[YOUR TASK]
Please report each line in the material below that includes "tree".
*** Opening of DATA EXTRACTS ***
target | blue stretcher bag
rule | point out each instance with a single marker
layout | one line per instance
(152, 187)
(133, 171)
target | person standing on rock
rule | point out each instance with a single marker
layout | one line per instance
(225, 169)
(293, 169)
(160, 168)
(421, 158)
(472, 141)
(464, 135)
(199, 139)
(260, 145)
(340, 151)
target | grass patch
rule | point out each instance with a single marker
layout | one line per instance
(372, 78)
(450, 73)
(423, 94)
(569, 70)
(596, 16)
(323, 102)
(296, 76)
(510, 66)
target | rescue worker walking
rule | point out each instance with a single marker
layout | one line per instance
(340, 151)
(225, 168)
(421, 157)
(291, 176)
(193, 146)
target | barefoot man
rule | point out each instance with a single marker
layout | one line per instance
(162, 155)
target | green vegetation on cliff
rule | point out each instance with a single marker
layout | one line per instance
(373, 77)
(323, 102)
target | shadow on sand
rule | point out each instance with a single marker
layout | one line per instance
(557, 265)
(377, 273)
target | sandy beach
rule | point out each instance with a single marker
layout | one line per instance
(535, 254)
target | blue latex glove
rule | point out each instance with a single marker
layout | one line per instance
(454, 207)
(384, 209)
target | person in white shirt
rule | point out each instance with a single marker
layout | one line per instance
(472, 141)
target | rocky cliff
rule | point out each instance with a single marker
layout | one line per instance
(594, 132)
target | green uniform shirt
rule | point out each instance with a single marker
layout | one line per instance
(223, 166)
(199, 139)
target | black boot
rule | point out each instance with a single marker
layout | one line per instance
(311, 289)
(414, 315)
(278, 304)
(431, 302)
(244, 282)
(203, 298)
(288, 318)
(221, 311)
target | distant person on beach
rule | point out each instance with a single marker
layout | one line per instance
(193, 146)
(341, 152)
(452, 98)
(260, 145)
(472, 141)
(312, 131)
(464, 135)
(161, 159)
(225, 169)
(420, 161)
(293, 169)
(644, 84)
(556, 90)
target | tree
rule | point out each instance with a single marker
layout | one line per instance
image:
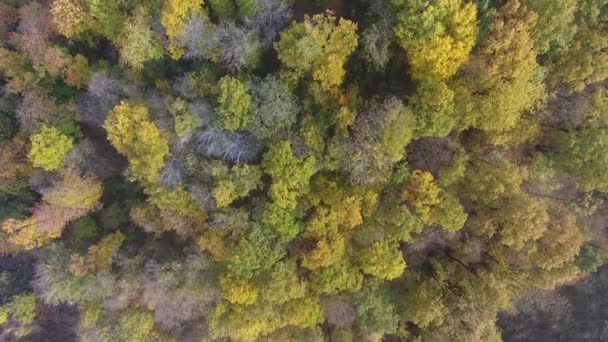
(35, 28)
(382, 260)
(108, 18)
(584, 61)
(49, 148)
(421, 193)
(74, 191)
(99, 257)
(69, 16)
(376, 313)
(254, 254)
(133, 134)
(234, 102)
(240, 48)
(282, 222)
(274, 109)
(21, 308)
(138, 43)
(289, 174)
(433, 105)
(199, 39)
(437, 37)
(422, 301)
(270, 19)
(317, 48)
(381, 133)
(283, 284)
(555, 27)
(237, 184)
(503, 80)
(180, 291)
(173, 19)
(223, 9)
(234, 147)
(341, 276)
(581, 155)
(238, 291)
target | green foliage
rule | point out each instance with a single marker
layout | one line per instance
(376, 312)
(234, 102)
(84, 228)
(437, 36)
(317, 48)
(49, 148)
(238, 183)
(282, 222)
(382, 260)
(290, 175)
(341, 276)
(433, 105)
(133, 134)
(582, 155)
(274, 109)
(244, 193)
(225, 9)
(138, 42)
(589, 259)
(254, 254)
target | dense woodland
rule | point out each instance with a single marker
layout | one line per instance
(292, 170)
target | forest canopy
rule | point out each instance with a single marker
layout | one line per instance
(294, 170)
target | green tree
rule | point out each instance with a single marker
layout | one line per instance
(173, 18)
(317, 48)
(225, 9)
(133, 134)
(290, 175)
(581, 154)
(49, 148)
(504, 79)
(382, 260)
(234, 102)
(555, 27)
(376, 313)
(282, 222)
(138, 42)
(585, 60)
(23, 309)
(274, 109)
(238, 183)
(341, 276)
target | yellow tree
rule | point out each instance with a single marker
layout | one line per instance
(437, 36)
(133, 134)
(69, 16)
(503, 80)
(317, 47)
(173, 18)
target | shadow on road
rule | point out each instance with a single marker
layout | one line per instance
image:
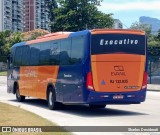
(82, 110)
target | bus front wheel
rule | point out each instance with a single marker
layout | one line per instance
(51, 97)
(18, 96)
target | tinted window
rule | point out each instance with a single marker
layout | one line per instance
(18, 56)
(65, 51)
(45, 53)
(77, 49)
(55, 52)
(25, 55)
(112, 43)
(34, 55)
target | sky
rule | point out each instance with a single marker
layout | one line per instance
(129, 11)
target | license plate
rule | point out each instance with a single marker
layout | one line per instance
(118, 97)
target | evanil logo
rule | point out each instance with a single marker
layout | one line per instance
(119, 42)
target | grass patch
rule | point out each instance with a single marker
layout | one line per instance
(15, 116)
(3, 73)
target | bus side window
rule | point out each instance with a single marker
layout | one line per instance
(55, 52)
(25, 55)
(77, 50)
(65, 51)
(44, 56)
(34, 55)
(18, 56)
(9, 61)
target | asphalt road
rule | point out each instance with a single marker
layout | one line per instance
*** Close of DATA EXTRACTS ***
[REPLY TO THE EXERCISE]
target | tree
target | green tree
target | yellow tree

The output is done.